**Exercise details**
Please copy every one of the rows below, character for character, with nothing added or left out.

**Material**
===============
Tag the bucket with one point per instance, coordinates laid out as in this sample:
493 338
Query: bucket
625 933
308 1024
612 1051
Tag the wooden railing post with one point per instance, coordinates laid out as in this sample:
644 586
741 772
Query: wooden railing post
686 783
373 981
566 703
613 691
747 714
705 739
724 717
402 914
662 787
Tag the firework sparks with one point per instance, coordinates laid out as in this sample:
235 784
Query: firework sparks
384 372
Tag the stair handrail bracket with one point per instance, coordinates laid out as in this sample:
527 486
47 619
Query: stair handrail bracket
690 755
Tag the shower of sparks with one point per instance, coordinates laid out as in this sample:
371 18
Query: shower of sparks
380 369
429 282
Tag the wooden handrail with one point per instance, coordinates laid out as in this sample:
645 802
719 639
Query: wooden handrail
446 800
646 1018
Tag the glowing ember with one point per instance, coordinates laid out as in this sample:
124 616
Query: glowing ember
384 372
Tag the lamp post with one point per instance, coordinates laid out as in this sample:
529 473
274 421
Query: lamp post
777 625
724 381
===============
**Result of this exercise**
Tag the bucket with one point per instance, coordinates laid out as in this sample:
493 338
Query: bucket
625 933
308 1024
612 1051
Tag the wooden railing post with one point per instance, coordinates laid out as in this sample:
644 586
741 772
Query: wooden railing post
686 783
373 981
566 703
613 691
747 714
705 739
724 717
402 914
662 787
Tag the firework sparks with one point per instance, coordinates laid out as in this sample:
235 784
Query: firework sparks
384 372
Tag the stair handrail bracket with one point per instance, coordinates laid out as in this sample:
527 486
47 619
Query: stair handrail bracket
690 755
Tag the shower of sparks with one point per instance, coordinates laid out as in this sample:
371 18
Query: shower of sparks
380 369
429 282
Tag the wooden handrail with one point per instance, coordinates laid out as in this sample:
645 802
719 639
Query: wooden handrail
446 800
646 1018
Tag the glowing ember with one point per instance, coordinates laid out as in this sample:
124 616
Query: glowing ember
384 372
Tag the lamp post with one point per instance, coordinates laid out as in this sample:
529 473
274 421
Query: lamp post
777 625
724 381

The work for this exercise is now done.